*Text to read*
7 draft questions covering busts, steals, and the money behind it all.
21. In the 1984 NBA Draft, which player was selected second overall, one pick ahead of Michael Jordan? (Easy)
Answer: Sam Bowie, center, picked by the Portland Trail Blazers. Houston took Hakeem Olajuwon first. Chicago grabbed Jordan third.
Why it stumps people: Olajuwon at number one is defensible. He won two championships. But Sam Bowie over Michael Jordan? Portland needed a center. Bowie was 7’1”. Jordan was a shooting guard. So the Blazers made what seemed like a logical positional pick. Logical, and catastrophic.
22. In the 2003 NBA Draft, LeBron James went first overall. Who was picked second? (Medium)
Answer: Darko Miličić, selected by the Detroit Pistons. The rest of the top five: Carmelo Anthony (#3), Chris Bosh (#4), and Dwyane Wade (#5).

*Material provided*
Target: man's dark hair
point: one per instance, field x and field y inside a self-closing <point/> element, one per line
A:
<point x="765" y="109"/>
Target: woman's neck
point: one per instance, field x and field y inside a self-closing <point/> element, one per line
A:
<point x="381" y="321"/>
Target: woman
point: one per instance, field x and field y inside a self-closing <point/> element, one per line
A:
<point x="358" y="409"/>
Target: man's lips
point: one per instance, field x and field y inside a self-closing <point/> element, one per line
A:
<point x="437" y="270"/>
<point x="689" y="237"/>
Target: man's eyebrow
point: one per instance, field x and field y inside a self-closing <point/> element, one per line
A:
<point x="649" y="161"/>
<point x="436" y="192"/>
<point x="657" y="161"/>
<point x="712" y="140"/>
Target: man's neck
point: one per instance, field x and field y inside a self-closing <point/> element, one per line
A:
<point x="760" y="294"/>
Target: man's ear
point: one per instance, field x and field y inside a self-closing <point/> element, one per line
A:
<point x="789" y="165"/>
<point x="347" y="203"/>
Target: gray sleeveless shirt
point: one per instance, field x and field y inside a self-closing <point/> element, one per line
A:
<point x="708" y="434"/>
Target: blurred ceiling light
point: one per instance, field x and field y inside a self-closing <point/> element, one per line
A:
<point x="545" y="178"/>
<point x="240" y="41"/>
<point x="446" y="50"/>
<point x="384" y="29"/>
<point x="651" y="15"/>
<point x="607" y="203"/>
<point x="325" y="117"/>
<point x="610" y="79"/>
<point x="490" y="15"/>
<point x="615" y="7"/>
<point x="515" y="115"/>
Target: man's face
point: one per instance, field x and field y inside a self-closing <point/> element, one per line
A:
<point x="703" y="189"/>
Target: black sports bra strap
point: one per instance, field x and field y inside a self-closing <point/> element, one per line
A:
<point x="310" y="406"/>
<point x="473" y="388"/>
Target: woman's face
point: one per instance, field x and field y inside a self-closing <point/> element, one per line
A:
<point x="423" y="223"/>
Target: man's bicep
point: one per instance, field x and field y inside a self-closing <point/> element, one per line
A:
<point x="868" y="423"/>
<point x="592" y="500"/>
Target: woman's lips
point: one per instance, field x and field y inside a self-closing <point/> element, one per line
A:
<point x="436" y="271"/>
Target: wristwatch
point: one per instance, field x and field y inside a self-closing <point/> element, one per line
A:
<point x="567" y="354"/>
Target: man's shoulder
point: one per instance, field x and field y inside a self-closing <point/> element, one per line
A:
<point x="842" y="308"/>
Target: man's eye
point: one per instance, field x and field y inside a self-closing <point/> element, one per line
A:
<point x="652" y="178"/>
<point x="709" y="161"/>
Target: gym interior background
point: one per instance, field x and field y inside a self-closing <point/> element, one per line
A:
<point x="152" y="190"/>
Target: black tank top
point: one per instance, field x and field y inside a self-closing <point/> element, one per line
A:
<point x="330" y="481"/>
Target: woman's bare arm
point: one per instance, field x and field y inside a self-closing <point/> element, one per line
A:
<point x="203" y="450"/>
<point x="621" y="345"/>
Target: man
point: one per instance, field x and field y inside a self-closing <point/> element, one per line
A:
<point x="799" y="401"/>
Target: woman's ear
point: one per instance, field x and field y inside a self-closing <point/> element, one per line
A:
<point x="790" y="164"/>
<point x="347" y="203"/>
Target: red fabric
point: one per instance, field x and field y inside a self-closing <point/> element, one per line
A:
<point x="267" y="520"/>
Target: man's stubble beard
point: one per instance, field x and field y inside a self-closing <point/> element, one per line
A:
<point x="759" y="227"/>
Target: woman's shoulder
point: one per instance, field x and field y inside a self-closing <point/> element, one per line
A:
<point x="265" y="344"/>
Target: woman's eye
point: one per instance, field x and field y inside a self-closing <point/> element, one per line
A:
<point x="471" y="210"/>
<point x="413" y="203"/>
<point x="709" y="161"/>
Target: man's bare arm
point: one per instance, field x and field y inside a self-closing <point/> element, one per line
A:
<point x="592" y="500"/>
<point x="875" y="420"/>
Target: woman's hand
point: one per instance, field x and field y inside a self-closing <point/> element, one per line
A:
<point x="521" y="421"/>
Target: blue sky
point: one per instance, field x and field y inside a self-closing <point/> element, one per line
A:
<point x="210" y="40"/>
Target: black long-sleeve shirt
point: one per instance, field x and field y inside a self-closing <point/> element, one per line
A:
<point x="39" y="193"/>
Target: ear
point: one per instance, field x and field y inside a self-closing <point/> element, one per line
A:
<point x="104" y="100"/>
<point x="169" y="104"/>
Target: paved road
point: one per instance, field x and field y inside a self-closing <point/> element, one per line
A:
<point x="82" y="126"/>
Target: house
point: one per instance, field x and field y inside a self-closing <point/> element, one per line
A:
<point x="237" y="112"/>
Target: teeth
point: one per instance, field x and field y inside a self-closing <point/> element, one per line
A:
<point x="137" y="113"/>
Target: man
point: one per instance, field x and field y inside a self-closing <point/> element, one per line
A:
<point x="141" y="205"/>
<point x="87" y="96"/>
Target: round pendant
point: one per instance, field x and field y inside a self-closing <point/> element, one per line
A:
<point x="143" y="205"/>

*To be done*
[1] Name every basketball player mentioned in the draft trivia text.
[2] Print the draft trivia text from "21. In the 1984" up to and including "picked second? (Medium)".
[3] Summarize the draft trivia text in two sentences.

*Results*
[1]
- Sam Bowie
- Hakeem Olajuwon
- Michael Jordan
- LeBron James
- Darko Miličić
- Carmelo Anthony
- Chris Bosh
- Dwyane Wade

[2]
21. In the 1984 NBA Draft, which player was selected second overall, one pick ahead of Michael Jordan? (Easy)
Answer: Sam Bowie, center, picked by the Portland Trail Blazers. Houston took Hakeem Olajuwon first. Chicago grabbed Jordan third.
Why it stumps people: Olajuwon at number one is defensible. He won two championships. But Sam Bowie over Michael Jordan? Portland needed a center. Bowie was 7’1”. Jordan was a shooting guard. So the Blazers made what seemed like a logical positional pick. Logical, and catastrophic.
22. In the 2003 NBA Draft, LeBron James went first overall. Who was picked second? (Medium)

[3] The second pick in the 1984 NBA Draft was Sam Bowie, a center taken by Portland one spot ahead of Michael Jordan because the team needed a center, a choice the text calls logical and catastrophic. In 2003, after LeBron James went first, the Detroit Pistons took Darko Miličić second, ahead of Carmelo Anthony, Chris Bosh, and Dwyane Wade.